*PROBLÈME POSÉ:*
D'après le texte sur l'élection de l'Arabie saoudite à la Commission de la condition de la femme, pour quelle raison ce pays s'est-il abstenu lors du vote de la Déclaration universelle des droits de l'Homme en 1948 ?

*EXTRAIT FOURNI:*
● ● ● ● ● ● ●
L’Arabie saoudite, pays où
l’on pratique un islam rigoriste, régi par la charia, vient d’être élue membre
de la Commission de la condition de la femme des Nations unies pour une période
de quatre ans. Ainsi, dans un vote secret, le Conseil économique et social de
l'ONU (ECOSOC), permet au royaume wahhabite de siéger au sein de cette
commission composée de 45 États dont le mandat est de promouvoir les droits des
femmes et de veiller à leur autonomie. Pour le Canadien Hillel Neuer, directeur
exécutif d’UN Watch, « élire l’Arabie saoudite pour contribuer à la protection
des droits des femmes, c’est comme nommer un pyromane chef des pompiers ».
Nous partageons cet avis.
Cette élection est un véritable scandale, une insulte à l’intelligence !
Pour rappel, la Déclaration
universelle des droits de l'Homme a été adoptée en 1948 par l’Assemblée
générale des Nations unies constituée de 58 États membres. Bien qu’à cette
époque-là aucun État n’ait eu à se prononcer contre la Déclaration, huit
d’entre eux se sont abstenus dont l’Arabie saoudite sous le motif de
l’incompatibilité de son régime politique avec le principe d'égalité entre les
femmes et les hommes tel que garanti dans la Déclaration. En matière de droits
humains, ce même régime a-t-il évolué depuis pour mériter un siège à Commission
de la condition de la femme des Nations unies? Sans grand effort, chacune et
chacun sont en mesure de constater l’apartheid sexuel institutionnalisé par le
royaume des Saoud, faisant fi de tous les textes internationaux en la matière.
● ● ● ● ● ● ●
*DONNÉES FOURNIES:*
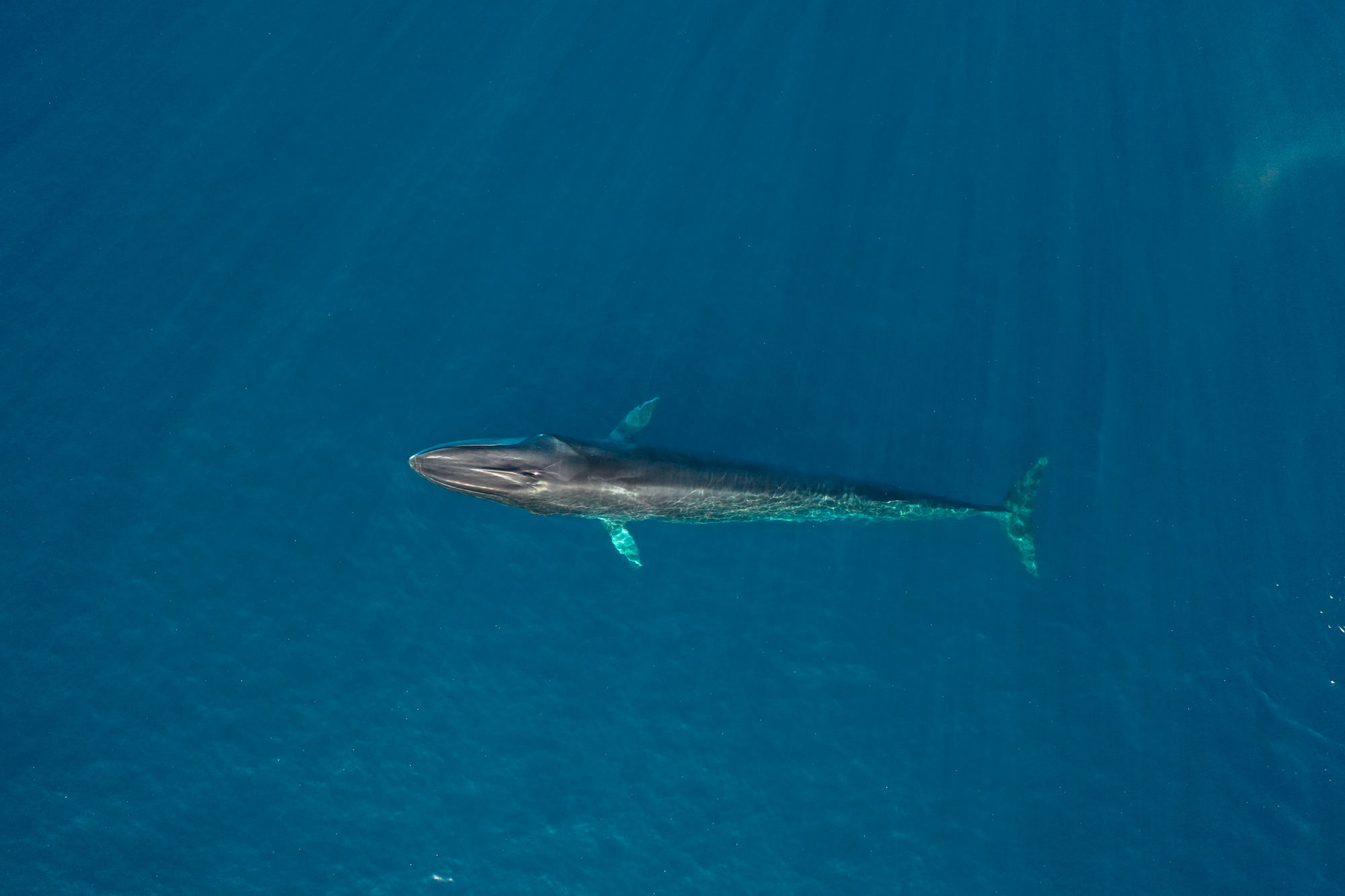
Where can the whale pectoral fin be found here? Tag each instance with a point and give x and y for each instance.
(622, 540)
(634, 423)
● ● ● ● ● ● ●
*RÉPONSE RÉDIGÉE:*
L'Arabie saoudite s'est abstenue parce que son régime politique était incompatible avec le principe d'égalité entre les femmes et les hommes garanti dans la Déclaration.